Directions ▸ Copy all the entries below exactly, but not the pictures.

*** Opening Data to process ***

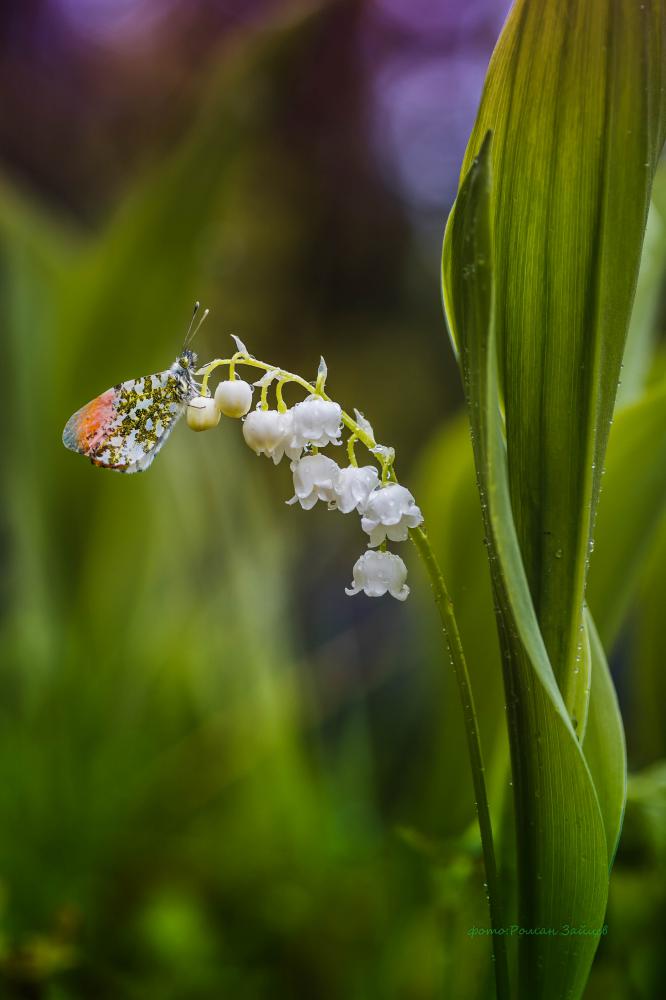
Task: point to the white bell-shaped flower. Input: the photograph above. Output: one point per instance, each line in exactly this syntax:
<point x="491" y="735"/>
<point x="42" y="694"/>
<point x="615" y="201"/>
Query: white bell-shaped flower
<point x="268" y="432"/>
<point x="202" y="413"/>
<point x="390" y="512"/>
<point x="375" y="573"/>
<point x="233" y="397"/>
<point x="354" y="486"/>
<point x="317" y="422"/>
<point x="315" y="477"/>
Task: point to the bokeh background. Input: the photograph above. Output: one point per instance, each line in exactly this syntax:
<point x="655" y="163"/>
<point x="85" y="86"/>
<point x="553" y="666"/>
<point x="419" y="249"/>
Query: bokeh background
<point x="219" y="776"/>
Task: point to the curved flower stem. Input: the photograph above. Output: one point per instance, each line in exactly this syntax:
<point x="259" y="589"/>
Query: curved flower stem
<point x="457" y="656"/>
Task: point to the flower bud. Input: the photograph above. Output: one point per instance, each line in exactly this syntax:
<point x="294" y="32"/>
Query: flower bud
<point x="202" y="413"/>
<point x="233" y="397"/>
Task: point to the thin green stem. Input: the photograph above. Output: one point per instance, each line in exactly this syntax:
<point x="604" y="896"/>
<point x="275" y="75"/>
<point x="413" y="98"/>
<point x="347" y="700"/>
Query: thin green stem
<point x="457" y="656"/>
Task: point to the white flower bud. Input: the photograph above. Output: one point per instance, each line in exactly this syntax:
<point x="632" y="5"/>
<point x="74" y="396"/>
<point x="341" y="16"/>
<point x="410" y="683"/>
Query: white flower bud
<point x="315" y="477"/>
<point x="268" y="432"/>
<point x="354" y="486"/>
<point x="316" y="422"/>
<point x="390" y="512"/>
<point x="202" y="413"/>
<point x="375" y="573"/>
<point x="233" y="397"/>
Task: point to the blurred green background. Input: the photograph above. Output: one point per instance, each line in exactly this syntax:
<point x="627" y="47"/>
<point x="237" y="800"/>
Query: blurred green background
<point x="219" y="776"/>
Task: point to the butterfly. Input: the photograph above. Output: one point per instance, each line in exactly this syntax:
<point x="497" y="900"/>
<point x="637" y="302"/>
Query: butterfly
<point x="125" y="427"/>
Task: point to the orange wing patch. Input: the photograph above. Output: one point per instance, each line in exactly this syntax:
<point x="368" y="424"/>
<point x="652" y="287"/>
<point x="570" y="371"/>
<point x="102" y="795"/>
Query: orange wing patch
<point x="87" y="428"/>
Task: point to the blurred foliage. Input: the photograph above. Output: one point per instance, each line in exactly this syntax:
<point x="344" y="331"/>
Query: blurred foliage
<point x="219" y="777"/>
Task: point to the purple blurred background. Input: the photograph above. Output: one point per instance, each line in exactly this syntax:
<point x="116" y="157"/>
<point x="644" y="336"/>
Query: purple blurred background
<point x="95" y="89"/>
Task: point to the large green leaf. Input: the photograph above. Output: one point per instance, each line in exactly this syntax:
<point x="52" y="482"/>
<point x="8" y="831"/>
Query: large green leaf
<point x="631" y="507"/>
<point x="574" y="96"/>
<point x="539" y="314"/>
<point x="561" y="844"/>
<point x="642" y="335"/>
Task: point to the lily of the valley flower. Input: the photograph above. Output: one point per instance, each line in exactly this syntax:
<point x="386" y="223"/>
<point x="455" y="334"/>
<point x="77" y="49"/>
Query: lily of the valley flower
<point x="389" y="513"/>
<point x="354" y="486"/>
<point x="375" y="573"/>
<point x="268" y="432"/>
<point x="315" y="477"/>
<point x="316" y="421"/>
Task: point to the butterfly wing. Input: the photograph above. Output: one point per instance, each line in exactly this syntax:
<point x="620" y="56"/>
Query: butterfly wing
<point x="125" y="427"/>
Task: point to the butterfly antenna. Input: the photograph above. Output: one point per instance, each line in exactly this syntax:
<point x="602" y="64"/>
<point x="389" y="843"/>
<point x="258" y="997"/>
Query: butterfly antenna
<point x="191" y="333"/>
<point x="189" y="329"/>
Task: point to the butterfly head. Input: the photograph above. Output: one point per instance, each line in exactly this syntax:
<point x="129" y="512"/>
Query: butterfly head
<point x="187" y="361"/>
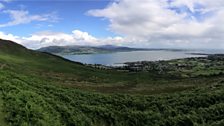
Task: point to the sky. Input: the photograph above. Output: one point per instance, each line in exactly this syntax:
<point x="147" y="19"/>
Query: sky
<point x="185" y="24"/>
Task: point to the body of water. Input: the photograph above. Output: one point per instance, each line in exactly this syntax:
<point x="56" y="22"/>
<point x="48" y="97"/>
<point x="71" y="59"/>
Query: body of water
<point x="118" y="58"/>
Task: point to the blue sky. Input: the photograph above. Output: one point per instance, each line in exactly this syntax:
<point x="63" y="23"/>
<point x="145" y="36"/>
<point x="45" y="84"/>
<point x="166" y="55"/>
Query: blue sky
<point x="71" y="15"/>
<point x="134" y="23"/>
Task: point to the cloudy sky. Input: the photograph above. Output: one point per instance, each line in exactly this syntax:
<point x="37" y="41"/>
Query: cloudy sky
<point x="134" y="23"/>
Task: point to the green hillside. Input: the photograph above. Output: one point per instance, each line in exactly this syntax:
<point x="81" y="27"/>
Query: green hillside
<point x="40" y="89"/>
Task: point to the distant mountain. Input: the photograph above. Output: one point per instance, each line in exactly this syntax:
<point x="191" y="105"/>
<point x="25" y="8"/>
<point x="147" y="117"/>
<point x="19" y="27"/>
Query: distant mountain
<point x="87" y="49"/>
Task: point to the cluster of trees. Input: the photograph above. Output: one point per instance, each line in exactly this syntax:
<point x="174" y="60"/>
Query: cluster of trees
<point x="31" y="101"/>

*** Closing Data to process ***

Output for this exercise ▸
Task: point to the white bell-shaped flower. Input: the photograph above. Output: one point per instance, each line in exactly this syntax:
<point x="491" y="735"/>
<point x="42" y="694"/>
<point x="615" y="201"/>
Query: white bell-shaped flower
<point x="268" y="432"/>
<point x="202" y="413"/>
<point x="390" y="512"/>
<point x="375" y="573"/>
<point x="233" y="397"/>
<point x="354" y="486"/>
<point x="317" y="422"/>
<point x="315" y="477"/>
Task: point to the bokeh background. Input: the photograph above. Output: one point per instance, each line in exactly this syntax:
<point x="655" y="163"/>
<point x="85" y="86"/>
<point x="553" y="666"/>
<point x="419" y="249"/>
Query: bokeh background
<point x="219" y="776"/>
Task: point to the curved flower stem. Input: the photograph above. Output: one point per instance, each line in exactly this syntax:
<point x="259" y="589"/>
Query: curved flower stem
<point x="457" y="656"/>
Task: point to the flower bud. Input: the photograph above. Output: one point per instance, each line in exactly this syntax:
<point x="294" y="32"/>
Query: flower bud
<point x="202" y="413"/>
<point x="233" y="397"/>
Task: point to the thin green stem. Input: the photograph above. Output: one point per instance, each line in exactly this syntax:
<point x="604" y="896"/>
<point x="275" y="75"/>
<point x="413" y="98"/>
<point x="347" y="700"/>
Query: thin green stem
<point x="457" y="656"/>
Task: point to the white flower bud. Input: the photograph above. Output: one point per instance, each line in exactly this syntax:
<point x="632" y="5"/>
<point x="74" y="396"/>
<point x="341" y="16"/>
<point x="410" y="683"/>
Query: white flower bud
<point x="315" y="477"/>
<point x="268" y="432"/>
<point x="354" y="486"/>
<point x="316" y="422"/>
<point x="390" y="512"/>
<point x="202" y="413"/>
<point x="375" y="573"/>
<point x="233" y="397"/>
Task: point to the blurred green background. Input: the photograph above. Output: one point per instance, each line in exactly this syntax:
<point x="627" y="47"/>
<point x="237" y="800"/>
Query: blurred green background
<point x="219" y="776"/>
Task: point to the butterfly. Input: the photograph above. Output: one point per instance, each line in exactly this syntax:
<point x="497" y="900"/>
<point x="637" y="302"/>
Query: butterfly
<point x="125" y="427"/>
Task: point to the orange wing patch. Input: the photograph above. Output: one point per instance, each line in exactly this syntax:
<point x="368" y="424"/>
<point x="652" y="287"/>
<point x="570" y="371"/>
<point x="102" y="795"/>
Query: orange wing patch
<point x="87" y="428"/>
Task: point to the blurred foliage. Input: the photograph above. Output: one point per instance, each line in exactly this syntax:
<point x="344" y="331"/>
Query: blurred foliage
<point x="219" y="777"/>
Task: point to the purple blurred background. Input: the photograph above. Output: one point per instance, each line in exactly this syntax:
<point x="116" y="157"/>
<point x="644" y="336"/>
Query: purple blurred background
<point x="95" y="89"/>
Task: point to the large green leaf. Input: the photograph above. Output: one point per instance, each line in exactly this syntax:
<point x="52" y="482"/>
<point x="8" y="831"/>
Query: large green leaf
<point x="631" y="507"/>
<point x="574" y="96"/>
<point x="539" y="314"/>
<point x="561" y="844"/>
<point x="642" y="335"/>
Task: point to the lily of the valley flower. Input: the photograph above. Output: one point per instance, each line in exactly this syntax:
<point x="386" y="223"/>
<point x="455" y="334"/>
<point x="77" y="49"/>
Query: lily of the valley flower
<point x="389" y="513"/>
<point x="354" y="486"/>
<point x="375" y="573"/>
<point x="268" y="432"/>
<point x="315" y="477"/>
<point x="316" y="421"/>
Task: point to the butterfly wing. Input: the photograph above. Output: one point per instance, each line in exactly this syntax:
<point x="620" y="56"/>
Query: butterfly wing
<point x="125" y="427"/>
Task: point to the butterfly antenna. Input: the photograph above. Output: one point per instance, each line in exactly this syntax:
<point x="602" y="64"/>
<point x="389" y="843"/>
<point x="258" y="997"/>
Query: butterfly antenna
<point x="191" y="333"/>
<point x="189" y="329"/>
Task: point to the butterfly head. Input: the photograph above. Output: one point per instance, each line in exactly this syntax:
<point x="129" y="512"/>
Query: butterfly head
<point x="187" y="361"/>
Task: point to the sky. Input: the photograph above. Output: one point per instance, each line in exactly this syntax:
<point x="147" y="19"/>
Query: sky
<point x="185" y="24"/>
Task: point to the body of water. Input: the photograph above. Output: one point per instance, each line in exactly this syntax:
<point x="56" y="22"/>
<point x="48" y="97"/>
<point x="71" y="59"/>
Query: body of water
<point x="118" y="58"/>
Task: point to the blue sky. Input: the photograph above. Output: one point per instance, each line in exactly this syntax:
<point x="63" y="23"/>
<point x="145" y="36"/>
<point x="45" y="84"/>
<point x="166" y="55"/>
Query: blue sky
<point x="71" y="15"/>
<point x="134" y="23"/>
Task: point to the cloudy sky. Input: the photograph above. Output: one point per instance, each line in exactly this syntax:
<point x="37" y="41"/>
Query: cloudy sky
<point x="134" y="23"/>
Task: point to the green hillside. Input: the photograph above. Output: one point per instance, each line in exactly this syntax:
<point x="81" y="27"/>
Query: green hillside
<point x="40" y="89"/>
Task: point to the distant mountain. Input: the photograph above. Output: one point per instance, each line in exactly this syntax:
<point x="191" y="105"/>
<point x="25" y="8"/>
<point x="147" y="117"/>
<point x="19" y="27"/>
Query: distant mountain
<point x="87" y="49"/>
Task: point to the cluster of trees. Input: the photograph above. Output: one point per instance, each line in exactly this syntax:
<point x="174" y="60"/>
Query: cluster of trees
<point x="31" y="101"/>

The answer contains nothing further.